This exercise asks for the entries below to be printed exactly.

Data provided START

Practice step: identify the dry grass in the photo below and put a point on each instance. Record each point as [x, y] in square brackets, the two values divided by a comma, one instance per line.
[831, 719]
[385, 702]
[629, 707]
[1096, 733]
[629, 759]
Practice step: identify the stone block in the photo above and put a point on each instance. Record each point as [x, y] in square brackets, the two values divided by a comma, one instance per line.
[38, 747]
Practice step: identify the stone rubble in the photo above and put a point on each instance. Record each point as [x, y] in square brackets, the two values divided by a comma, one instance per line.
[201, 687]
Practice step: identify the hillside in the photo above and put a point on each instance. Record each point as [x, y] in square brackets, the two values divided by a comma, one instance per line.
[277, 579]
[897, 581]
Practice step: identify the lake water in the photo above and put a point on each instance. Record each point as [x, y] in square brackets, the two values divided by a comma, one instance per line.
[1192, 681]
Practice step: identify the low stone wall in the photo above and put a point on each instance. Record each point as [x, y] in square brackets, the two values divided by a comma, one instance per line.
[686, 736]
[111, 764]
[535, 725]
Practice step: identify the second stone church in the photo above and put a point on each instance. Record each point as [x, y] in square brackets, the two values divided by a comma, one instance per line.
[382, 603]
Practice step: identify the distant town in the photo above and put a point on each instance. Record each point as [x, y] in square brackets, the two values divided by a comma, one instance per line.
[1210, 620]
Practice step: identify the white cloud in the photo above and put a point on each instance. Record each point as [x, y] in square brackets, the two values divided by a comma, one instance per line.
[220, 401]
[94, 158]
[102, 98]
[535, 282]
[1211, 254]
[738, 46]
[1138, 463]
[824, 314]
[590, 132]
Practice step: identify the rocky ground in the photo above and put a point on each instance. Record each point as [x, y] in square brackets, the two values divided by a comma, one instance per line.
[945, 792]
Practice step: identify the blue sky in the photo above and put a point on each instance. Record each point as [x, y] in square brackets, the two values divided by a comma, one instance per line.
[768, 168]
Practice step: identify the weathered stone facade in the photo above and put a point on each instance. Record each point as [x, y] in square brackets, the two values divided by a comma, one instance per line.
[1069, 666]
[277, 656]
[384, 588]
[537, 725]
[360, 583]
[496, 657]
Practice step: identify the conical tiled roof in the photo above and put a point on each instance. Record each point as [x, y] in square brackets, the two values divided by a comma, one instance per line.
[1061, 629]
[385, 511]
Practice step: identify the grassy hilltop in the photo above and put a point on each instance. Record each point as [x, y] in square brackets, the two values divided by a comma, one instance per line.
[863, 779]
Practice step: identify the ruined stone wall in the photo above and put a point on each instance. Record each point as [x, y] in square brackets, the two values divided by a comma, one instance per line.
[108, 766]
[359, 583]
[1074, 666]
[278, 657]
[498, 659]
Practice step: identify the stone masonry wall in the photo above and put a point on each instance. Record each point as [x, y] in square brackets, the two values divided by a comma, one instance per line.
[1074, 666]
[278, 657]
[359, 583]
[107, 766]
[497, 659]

Data provided END

**Exercise response:**
Practice step: identify the dry grass in the photo below and put a point on each instance. Record each point as [x, y] in square brackets, the two values divided by a comma, one instance per line.
[831, 719]
[385, 702]
[629, 707]
[1096, 733]
[629, 759]
Practice step: identify the stone block in the photo above and put a point on each instance. Record each point as [x, y] in square brackets, the two values divided by a comma, one instance per line.
[38, 747]
Practice step: identify the stone rubble in the photo above and put a point on each instance. Record each point as [x, y] in square brackets, the two values divided by a comma, one instance per line.
[201, 687]
Practice step: identify the hillside in the photo above and put a point on each instance. Record each point as [x, y] in square brackets, the two values divided by a comma, one instance per line.
[277, 579]
[897, 581]
Practice step: identify the lake water in the photo above and put a point on each instance. Record each point as [x, y] in square brackets, the two values divided by a comma, one instance per line.
[1192, 681]
Practice step: identify the low stone wall in the photo above and put a point on each instance. Record each point as [x, y] in square brackets, the two values divided by a comma, one instance per line.
[686, 736]
[111, 764]
[535, 725]
Practice step: identify the second stone church in the photo above and put a point on each instance. Record each point as [x, y] in square brackets, the two values divided by a comma, one instance per line.
[382, 603]
Practice step: identify the distant town in the photo above and put a point on each instance. Record each point as [x, y] in square brackets, the two values divided by a comma, one instance per line.
[1210, 620]
Practice step: identify the white cloud in the photo above and put a point on each instance. Record each point as [x, y] in square brackets, the two values divided by a comma, one instance per line.
[220, 401]
[94, 158]
[102, 98]
[535, 282]
[1211, 254]
[738, 46]
[1138, 463]
[824, 314]
[590, 132]
Practice step: identify the rocky ground in the photo above and put a point on each instance. Record each point as [x, y] in square brackets, the two values divided by a comma, one instance per line.
[945, 792]
Practice step: identify the blue sky in the photo above and put a point on each instance. Record each point as [x, y] in square brackets, the two values divided by a comma, one instance per line.
[768, 168]
Practice step: identify the weathered stone facade in the photo above and put a point on each instance. Record each point as [x, y] in square brackets, the two values divided by a comma, one instance per line.
[1069, 666]
[277, 656]
[384, 588]
[537, 725]
[360, 583]
[496, 657]
Practice step: identify the conical tiled roof in the photo above and put a point on each instance. Record each point as [x, y] in square brackets, the two values divided by a comma, one instance per line.
[1061, 629]
[385, 511]
Practice step: identify the grassy hilltop in the photo above and put a point on each instance. Record each point as [x, y] in square brackets, the two values divided by a comma, one instance per line.
[863, 779]
Practice step: identify the ruined stone wall in the photo above and put a point on each instance. Record each point as [x, y] in square brackets, the two values divided by a comma, one instance per line.
[108, 766]
[359, 583]
[1074, 666]
[278, 657]
[498, 659]
Practice step: identify the stone masonry wall in the photo above and put a point on each instance. Record each point as [x, y] in square brackets, the two values divided by a comma, one instance per line.
[1074, 666]
[278, 657]
[359, 583]
[107, 766]
[497, 659]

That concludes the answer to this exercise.